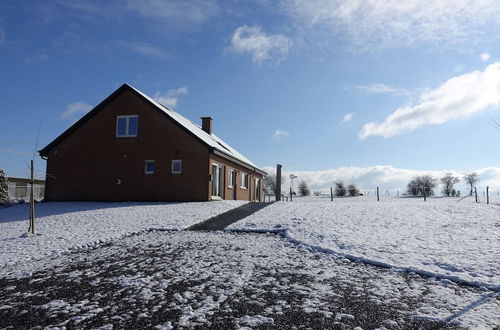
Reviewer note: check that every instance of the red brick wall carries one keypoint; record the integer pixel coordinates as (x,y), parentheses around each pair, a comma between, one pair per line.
(241,194)
(88,163)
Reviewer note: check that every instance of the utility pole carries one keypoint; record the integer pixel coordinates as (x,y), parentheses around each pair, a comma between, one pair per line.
(31,229)
(278,183)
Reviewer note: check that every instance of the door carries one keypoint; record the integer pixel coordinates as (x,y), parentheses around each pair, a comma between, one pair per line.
(217,181)
(257,190)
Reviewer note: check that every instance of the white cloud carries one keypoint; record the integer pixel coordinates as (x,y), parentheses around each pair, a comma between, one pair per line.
(171,97)
(145,49)
(279,133)
(347,117)
(386,177)
(376,23)
(379,88)
(485,57)
(259,45)
(183,13)
(76,109)
(459,97)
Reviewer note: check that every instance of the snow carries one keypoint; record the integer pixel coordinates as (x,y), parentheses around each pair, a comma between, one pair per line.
(66,226)
(223,280)
(443,237)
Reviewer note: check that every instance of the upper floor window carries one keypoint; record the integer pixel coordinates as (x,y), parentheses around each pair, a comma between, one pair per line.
(149,167)
(244,180)
(126,126)
(176,166)
(231,182)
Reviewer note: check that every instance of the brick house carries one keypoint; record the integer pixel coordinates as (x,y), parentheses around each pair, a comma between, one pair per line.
(132,148)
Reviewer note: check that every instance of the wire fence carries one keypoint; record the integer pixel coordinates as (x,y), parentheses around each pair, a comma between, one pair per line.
(23,191)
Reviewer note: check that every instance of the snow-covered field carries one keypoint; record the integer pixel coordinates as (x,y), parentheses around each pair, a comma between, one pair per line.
(444,237)
(62,227)
(168,280)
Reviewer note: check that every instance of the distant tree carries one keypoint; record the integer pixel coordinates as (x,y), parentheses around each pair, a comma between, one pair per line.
(420,185)
(353,190)
(448,181)
(340,188)
(471,179)
(4,188)
(304,189)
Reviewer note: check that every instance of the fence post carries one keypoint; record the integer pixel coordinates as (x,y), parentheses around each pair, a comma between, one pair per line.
(278,183)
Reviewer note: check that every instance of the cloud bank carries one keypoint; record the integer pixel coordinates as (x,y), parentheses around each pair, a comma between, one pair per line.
(375,23)
(386,177)
(459,97)
(76,110)
(171,97)
(251,40)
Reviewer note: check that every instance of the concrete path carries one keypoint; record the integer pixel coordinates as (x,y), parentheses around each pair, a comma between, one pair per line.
(223,220)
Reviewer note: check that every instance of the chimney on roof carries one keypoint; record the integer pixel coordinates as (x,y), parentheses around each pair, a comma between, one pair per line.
(206,124)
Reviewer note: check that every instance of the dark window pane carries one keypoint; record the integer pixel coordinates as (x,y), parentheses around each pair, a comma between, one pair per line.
(132,126)
(121,127)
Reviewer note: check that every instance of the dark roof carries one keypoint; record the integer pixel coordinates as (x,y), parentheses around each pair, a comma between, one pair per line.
(211,141)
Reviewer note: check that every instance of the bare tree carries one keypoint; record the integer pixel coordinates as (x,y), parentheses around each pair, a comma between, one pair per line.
(420,185)
(304,189)
(448,181)
(471,179)
(353,190)
(340,188)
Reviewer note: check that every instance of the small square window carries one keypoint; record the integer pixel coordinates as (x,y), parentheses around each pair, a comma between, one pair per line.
(149,167)
(176,166)
(127,126)
(244,180)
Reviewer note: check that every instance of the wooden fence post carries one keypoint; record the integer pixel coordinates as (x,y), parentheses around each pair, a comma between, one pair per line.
(278,182)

▶ **Short task**
Transcribe the full listing character for character. Pictures are excluded.

▶ **Solution for this exercise**
Reviewer note: check that every instance of the red brick wall carries one keypoint; record the integer pixel coordinates as (x,y), parentheses around each pair, a comma between, one pair per line.
(241,194)
(88,163)
Reviewer note: check that every instance of the utility pole carries one keypoint; record the integer pixel coordinates as (x,y), parentheses around each pair, a comma between, one pair per line.
(31,229)
(278,183)
Reviewer note: check that every instance of the door carries one keypoint; record the integer pixel coordinates as (x,y), parentheses around each pair, a comma between, one pair per line.
(217,181)
(257,190)
Reviewer note: check that every instance of the white cloud carries one keypoint; record the integer pixel coordinates as (x,y), parentheses around each pair, a comma between, one pair per line.
(171,97)
(145,49)
(279,133)
(347,117)
(386,177)
(376,23)
(379,88)
(485,57)
(259,45)
(183,13)
(76,109)
(459,97)
Reviewer note: check that every instance of the snow carries one keypoint; record the integer pixel coordinates as (x,y), parentheses around each pair, a comma between, one pair per line.
(66,226)
(223,280)
(443,237)
Reviewer note: check that every instance of the upper floor window carries one keypoint; record the integer pixel coordinates as (x,y), parentheses around each pair, a comma between, one pair per line.
(149,167)
(244,180)
(126,126)
(176,166)
(231,182)
Reviewer note: check that every instance of the brick house carries one keypoint; record the integer pixel coordinates as (x,y), parentheses around each pair, a comma between, one pair per line.
(132,148)
Reviewer note: check that every instance of the wire fence carries one keypoint; record the integer pixel coordinates as (x,y), parentheses around each pair, a comma between, one pair per line.
(23,191)
Reviewer note: check that every instance of the snow-covered field carries one keypoint; record the integer pixel coordinates as (x,y), parentheses around each pair, a comma between, one pair per line.
(444,237)
(62,227)
(168,280)
Reviewer note: check that every instance of the distant tree carries one keypoint; record the integer pixel coordinates as (x,y), parentheses around each pair, a comma between, one pair per line.
(420,185)
(353,190)
(448,181)
(340,188)
(471,179)
(4,188)
(304,189)
Reviewer note: check that every instance of the fence post carries one keypoint; record the integer pixel coordinates as (x,y), parentheses around each pair, a comma between, one pair per line.
(278,183)
Reviewer note: check that every instance of the cloud bank carries one keypoint; record the integer pixel coordinates as (x,y), parentheses around each pair, a comma between, one pair per line.
(375,23)
(386,177)
(459,97)
(76,110)
(171,97)
(251,40)
Reviewer note: check that every instance of the concrete path carries one keypoint; record the integer pixel coordinates as (x,y), parentheses around each pair, a comma between, one pair per line.
(223,220)
Reviewer note: check that every instance of the chimney on roof carries one keypoint; record the integer pixel coordinates as (x,y), parentheses around each pair, a comma between, one pair per line.
(206,124)
Reviewer note: check that every instance of the dark window pane carries one keypoint; record the integer pixel coordinates as (x,y), parentheses around each pair, a comma between, one pair per line.
(132,126)
(121,127)
Reviewer note: check that every instance of the dark roof carries one keypoint; record the integer pixel coordinates as (x,y), parentheses around each pair, a comma between, one pair per line.
(211,141)
Reviewer note: check that every instance of the bare tree carries one keypoint; record the integer pixel coordinates as (x,y), parentheses around each pair, a comma between, one pair per line.
(420,185)
(304,189)
(448,181)
(471,179)
(353,190)
(340,188)
Reviewer note: check that every instance of the small square window carries one keypoint; record the integer pixel coordinates as (x,y), parentheses around each pair, a comma between, one pair per line.
(149,167)
(176,166)
(127,126)
(244,180)
Reviewer note: check that every instance of the wooden fence post carries one keypoint; record the integer pixel coordinates as (x,y), parentheses around each pair, a comma between, one pair per line.
(278,182)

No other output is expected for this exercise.